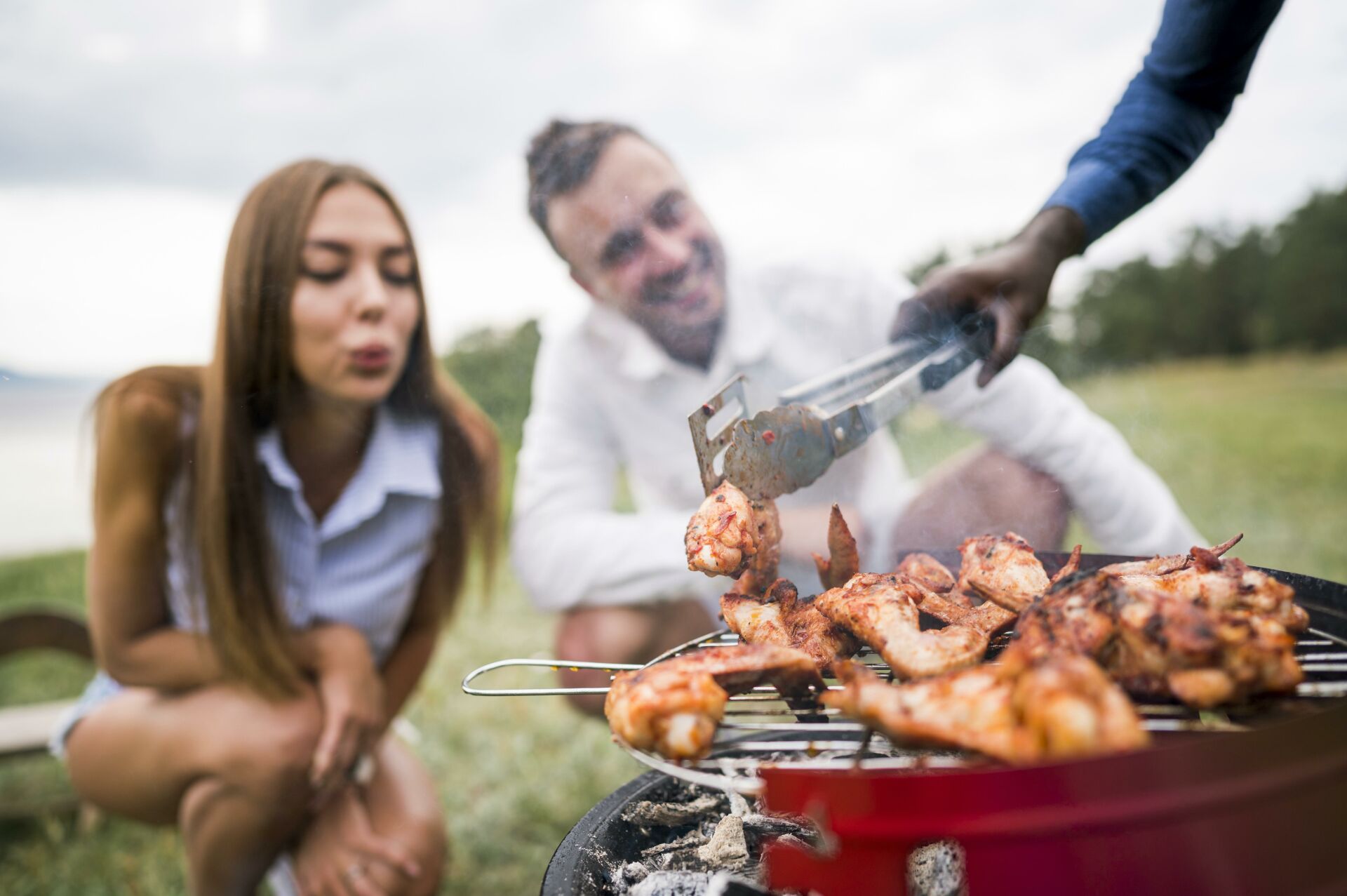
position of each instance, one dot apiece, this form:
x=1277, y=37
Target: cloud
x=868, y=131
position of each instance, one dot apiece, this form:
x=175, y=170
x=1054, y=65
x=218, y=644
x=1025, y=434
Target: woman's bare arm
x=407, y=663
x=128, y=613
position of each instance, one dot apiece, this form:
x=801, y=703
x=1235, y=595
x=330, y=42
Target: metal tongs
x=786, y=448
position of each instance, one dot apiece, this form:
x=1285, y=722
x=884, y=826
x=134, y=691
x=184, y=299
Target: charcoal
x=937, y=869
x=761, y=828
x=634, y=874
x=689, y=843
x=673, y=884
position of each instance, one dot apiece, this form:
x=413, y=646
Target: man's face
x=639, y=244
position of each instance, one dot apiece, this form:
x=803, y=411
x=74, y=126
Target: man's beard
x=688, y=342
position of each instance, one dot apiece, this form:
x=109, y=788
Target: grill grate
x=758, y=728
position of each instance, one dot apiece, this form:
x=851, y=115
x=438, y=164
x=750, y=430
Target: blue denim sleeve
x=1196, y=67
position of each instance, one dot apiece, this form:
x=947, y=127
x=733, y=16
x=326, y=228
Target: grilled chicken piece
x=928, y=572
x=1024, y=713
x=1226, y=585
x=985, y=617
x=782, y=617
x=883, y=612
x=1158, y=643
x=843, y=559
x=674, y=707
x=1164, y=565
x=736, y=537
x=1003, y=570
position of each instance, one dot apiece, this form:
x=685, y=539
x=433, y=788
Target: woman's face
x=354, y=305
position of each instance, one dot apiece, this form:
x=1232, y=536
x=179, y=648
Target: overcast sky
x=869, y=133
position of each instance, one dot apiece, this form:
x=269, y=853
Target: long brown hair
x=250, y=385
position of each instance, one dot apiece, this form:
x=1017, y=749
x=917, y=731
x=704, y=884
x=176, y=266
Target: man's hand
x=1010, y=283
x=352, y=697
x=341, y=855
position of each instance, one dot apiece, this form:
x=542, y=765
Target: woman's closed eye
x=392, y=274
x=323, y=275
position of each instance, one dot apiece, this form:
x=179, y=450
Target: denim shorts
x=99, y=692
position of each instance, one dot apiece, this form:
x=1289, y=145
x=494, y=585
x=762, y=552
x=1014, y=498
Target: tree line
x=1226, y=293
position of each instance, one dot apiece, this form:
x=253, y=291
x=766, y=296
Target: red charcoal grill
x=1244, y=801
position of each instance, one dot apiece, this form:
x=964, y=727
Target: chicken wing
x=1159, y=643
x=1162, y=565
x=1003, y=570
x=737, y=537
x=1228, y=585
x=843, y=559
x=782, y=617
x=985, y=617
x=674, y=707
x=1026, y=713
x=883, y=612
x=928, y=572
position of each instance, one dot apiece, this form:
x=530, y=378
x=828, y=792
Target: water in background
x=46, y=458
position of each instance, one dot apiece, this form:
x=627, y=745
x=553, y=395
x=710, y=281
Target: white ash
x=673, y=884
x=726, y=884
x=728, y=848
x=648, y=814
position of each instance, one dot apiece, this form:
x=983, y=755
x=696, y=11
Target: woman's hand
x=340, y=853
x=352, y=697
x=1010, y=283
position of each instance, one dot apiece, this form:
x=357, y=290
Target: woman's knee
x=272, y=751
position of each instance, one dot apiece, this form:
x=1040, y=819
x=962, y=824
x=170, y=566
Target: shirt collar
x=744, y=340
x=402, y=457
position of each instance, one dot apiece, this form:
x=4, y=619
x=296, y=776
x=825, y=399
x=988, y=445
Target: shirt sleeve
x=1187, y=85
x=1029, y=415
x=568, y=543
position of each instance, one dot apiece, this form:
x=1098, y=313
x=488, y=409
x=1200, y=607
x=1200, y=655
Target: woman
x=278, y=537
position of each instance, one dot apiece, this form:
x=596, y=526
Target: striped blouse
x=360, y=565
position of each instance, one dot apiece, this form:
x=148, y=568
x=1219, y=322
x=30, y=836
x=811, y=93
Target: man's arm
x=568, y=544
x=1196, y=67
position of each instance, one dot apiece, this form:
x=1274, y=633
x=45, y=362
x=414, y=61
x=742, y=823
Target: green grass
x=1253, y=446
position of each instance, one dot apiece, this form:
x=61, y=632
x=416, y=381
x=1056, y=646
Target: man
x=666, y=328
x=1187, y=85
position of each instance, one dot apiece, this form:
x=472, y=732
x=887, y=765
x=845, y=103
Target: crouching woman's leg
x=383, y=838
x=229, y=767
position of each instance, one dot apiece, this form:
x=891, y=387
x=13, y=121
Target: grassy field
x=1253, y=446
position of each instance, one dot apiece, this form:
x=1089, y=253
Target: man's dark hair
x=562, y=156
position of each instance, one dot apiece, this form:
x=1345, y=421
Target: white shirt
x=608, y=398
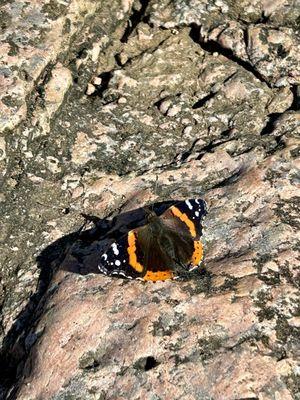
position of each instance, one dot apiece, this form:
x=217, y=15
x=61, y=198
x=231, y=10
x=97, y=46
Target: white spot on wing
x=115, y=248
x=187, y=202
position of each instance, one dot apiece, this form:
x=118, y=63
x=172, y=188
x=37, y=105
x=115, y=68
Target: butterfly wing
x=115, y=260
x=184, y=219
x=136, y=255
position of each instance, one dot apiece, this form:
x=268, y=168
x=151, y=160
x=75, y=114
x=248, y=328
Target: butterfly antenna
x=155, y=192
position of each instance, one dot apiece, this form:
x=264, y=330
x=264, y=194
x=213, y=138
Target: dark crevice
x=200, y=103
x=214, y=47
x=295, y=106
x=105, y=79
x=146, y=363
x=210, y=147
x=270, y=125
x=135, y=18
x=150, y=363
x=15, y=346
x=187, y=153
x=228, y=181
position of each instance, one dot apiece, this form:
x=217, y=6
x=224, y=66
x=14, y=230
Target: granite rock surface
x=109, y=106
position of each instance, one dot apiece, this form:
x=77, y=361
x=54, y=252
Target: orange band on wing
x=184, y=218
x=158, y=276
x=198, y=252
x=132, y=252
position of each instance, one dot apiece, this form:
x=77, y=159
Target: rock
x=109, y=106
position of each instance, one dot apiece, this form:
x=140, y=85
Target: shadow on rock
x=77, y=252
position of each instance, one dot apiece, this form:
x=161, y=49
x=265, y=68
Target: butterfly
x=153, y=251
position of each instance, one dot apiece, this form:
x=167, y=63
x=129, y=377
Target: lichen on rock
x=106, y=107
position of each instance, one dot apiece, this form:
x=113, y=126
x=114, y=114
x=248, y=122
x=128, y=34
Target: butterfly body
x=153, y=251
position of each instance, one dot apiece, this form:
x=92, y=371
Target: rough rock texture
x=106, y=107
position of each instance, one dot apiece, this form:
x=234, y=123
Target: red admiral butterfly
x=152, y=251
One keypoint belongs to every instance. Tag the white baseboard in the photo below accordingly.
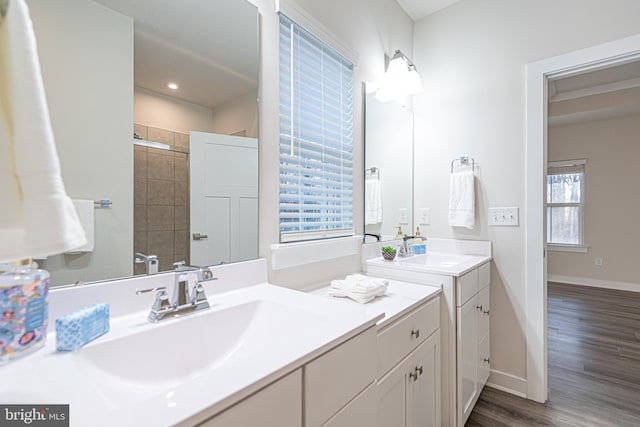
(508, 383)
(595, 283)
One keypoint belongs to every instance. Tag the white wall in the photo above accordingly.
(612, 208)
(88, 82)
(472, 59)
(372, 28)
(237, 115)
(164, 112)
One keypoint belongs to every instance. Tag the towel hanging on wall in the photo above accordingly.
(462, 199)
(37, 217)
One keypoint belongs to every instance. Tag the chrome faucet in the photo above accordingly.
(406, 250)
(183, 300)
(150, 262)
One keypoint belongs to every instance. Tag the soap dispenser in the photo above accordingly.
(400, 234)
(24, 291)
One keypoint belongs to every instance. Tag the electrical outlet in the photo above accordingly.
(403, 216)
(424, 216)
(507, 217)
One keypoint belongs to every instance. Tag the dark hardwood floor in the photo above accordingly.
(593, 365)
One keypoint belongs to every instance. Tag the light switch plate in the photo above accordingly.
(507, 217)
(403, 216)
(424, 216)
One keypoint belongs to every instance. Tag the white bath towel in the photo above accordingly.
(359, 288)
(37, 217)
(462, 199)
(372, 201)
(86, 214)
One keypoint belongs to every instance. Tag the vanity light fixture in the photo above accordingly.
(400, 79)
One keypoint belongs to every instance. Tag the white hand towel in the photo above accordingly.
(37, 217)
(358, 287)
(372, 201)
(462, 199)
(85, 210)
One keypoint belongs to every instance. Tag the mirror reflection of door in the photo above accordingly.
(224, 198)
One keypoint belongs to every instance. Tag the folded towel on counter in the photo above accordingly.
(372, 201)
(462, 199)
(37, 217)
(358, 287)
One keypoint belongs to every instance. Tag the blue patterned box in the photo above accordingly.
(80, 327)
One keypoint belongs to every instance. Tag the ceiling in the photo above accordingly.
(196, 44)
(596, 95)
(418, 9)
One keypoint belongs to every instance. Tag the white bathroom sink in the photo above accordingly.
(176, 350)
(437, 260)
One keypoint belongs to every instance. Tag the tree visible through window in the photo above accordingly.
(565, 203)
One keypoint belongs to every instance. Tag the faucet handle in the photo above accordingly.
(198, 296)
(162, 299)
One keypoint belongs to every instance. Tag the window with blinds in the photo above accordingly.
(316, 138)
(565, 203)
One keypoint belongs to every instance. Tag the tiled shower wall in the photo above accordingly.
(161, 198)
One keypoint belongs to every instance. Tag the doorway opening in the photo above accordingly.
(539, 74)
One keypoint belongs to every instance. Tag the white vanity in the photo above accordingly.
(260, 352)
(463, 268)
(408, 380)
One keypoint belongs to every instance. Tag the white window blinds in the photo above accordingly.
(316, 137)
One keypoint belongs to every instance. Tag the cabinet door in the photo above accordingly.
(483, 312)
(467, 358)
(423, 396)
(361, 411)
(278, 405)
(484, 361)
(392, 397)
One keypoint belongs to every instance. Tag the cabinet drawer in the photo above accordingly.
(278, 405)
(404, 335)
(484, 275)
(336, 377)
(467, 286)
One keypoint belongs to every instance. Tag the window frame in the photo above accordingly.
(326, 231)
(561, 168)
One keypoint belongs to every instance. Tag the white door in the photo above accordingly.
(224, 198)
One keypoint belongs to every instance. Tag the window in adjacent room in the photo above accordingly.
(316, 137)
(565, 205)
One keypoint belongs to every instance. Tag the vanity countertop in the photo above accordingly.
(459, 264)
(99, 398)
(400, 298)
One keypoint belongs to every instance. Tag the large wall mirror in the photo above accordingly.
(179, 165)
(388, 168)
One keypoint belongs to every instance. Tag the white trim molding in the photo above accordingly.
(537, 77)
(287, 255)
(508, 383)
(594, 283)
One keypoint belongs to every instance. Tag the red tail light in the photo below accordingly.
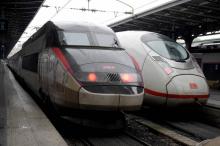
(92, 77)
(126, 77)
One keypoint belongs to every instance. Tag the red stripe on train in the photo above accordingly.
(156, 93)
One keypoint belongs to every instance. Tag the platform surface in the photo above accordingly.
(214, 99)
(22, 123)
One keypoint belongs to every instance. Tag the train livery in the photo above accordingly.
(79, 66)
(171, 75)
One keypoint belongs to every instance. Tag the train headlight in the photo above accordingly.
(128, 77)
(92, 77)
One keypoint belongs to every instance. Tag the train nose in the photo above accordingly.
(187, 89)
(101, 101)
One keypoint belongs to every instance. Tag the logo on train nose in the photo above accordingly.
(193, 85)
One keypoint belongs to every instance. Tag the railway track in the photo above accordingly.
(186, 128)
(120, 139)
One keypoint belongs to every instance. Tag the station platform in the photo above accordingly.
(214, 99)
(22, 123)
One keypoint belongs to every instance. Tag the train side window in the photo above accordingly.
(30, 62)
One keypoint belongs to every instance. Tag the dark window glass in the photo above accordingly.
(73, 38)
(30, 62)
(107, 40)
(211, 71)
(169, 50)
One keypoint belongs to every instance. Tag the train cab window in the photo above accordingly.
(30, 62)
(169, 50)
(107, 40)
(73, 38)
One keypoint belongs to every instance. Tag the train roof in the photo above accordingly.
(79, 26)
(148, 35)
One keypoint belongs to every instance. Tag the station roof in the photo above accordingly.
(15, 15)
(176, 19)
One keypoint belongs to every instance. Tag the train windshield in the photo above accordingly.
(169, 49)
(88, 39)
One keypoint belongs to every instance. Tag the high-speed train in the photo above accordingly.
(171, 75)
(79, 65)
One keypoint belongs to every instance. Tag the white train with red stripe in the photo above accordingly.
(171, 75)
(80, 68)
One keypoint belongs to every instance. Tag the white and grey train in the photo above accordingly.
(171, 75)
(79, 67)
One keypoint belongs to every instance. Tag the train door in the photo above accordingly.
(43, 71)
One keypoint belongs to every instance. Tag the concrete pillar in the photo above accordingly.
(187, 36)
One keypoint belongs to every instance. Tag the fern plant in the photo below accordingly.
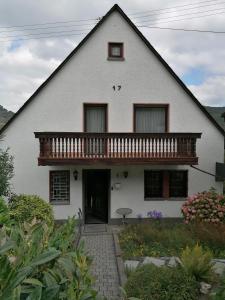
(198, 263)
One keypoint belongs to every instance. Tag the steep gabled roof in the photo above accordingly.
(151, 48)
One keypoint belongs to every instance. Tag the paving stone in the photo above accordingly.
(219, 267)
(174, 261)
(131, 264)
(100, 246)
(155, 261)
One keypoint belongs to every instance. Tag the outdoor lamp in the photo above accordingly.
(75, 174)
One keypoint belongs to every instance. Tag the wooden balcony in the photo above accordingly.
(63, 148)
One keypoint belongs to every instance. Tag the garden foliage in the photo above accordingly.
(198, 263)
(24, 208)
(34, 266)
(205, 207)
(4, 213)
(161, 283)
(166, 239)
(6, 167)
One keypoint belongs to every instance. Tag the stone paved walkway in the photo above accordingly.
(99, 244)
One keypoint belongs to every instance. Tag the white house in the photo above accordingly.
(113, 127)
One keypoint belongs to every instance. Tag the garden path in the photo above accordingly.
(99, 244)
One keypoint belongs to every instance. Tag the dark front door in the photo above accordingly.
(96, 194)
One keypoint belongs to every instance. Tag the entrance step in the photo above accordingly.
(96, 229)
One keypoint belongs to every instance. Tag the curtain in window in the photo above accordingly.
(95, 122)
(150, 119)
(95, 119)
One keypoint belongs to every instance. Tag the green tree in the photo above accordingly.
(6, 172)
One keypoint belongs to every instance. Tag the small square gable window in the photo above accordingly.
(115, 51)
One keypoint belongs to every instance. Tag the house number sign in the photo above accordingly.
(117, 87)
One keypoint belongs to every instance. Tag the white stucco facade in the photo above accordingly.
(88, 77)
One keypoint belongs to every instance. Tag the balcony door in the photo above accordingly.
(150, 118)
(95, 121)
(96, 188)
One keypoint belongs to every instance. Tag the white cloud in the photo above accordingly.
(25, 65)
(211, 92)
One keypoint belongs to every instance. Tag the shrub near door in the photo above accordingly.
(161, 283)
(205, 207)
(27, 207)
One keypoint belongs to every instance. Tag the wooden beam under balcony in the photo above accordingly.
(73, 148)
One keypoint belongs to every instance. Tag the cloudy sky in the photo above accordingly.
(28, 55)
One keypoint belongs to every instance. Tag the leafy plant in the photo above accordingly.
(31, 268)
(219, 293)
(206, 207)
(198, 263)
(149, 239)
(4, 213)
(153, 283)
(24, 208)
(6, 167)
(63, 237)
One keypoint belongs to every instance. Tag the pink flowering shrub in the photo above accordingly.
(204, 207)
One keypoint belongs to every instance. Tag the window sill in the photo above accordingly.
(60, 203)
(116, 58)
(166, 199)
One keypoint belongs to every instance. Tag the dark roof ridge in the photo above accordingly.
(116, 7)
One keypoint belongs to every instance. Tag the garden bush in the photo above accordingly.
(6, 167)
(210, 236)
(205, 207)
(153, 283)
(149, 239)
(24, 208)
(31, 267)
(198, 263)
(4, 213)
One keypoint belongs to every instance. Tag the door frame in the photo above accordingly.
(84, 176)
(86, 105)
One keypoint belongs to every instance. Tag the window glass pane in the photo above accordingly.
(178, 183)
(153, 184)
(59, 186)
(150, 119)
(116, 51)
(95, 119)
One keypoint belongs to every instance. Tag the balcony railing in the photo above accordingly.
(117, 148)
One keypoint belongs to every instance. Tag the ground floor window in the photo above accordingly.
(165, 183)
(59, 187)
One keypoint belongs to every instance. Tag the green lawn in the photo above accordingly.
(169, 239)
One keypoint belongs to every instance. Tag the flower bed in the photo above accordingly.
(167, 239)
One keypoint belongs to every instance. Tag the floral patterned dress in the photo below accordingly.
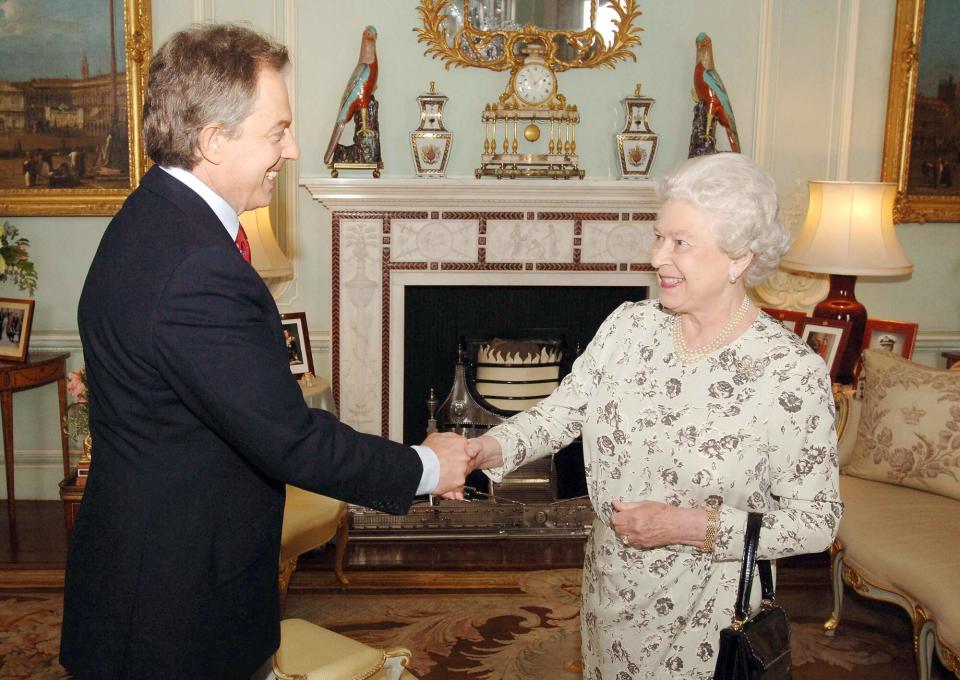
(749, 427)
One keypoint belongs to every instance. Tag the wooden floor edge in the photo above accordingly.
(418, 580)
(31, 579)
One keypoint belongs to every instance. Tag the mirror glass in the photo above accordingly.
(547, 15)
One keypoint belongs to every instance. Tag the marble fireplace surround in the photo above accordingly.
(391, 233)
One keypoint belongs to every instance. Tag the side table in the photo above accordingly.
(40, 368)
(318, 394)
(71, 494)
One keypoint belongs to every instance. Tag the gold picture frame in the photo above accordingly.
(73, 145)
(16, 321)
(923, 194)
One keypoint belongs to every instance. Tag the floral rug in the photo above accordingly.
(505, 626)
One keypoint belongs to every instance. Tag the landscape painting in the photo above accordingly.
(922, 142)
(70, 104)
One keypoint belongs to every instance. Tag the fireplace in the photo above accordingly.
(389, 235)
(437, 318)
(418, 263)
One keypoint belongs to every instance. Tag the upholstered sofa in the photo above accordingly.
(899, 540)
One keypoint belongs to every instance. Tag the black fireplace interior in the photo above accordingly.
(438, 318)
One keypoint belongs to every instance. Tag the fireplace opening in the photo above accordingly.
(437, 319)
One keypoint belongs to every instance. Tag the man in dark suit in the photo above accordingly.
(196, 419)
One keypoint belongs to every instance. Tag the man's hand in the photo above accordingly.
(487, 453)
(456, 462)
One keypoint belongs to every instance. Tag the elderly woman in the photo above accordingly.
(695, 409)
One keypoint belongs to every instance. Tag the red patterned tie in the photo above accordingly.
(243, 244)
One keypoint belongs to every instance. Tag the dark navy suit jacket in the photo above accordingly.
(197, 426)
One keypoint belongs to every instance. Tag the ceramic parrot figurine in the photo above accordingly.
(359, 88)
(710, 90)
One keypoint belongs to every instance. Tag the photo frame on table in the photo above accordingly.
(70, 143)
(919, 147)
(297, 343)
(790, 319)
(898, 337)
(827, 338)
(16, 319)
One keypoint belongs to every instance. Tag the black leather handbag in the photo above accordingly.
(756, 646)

TASK TO CARRY OUT
Only one stretch of the data above is needed. Restate it word for word, from the line containing "x=742, y=823" through the line containing "x=1089, y=253", both ends included.

ANSWER FOR THE TASK
x=742, y=823
Target: green grass
x=1253, y=446
position of each instance, one dot apiece, this form:
x=61, y=632
x=416, y=381
x=1056, y=646
Target: man
x=666, y=328
x=1187, y=85
position of each instance, one dot apiece, this form:
x=472, y=732
x=887, y=765
x=845, y=103
Target: crouching woman's leg
x=383, y=838
x=229, y=767
position of each instance, one dot apiece, this form:
x=891, y=387
x=13, y=121
Target: grassy field
x=1253, y=446
position of each instance, one dot apiece, this form:
x=1089, y=253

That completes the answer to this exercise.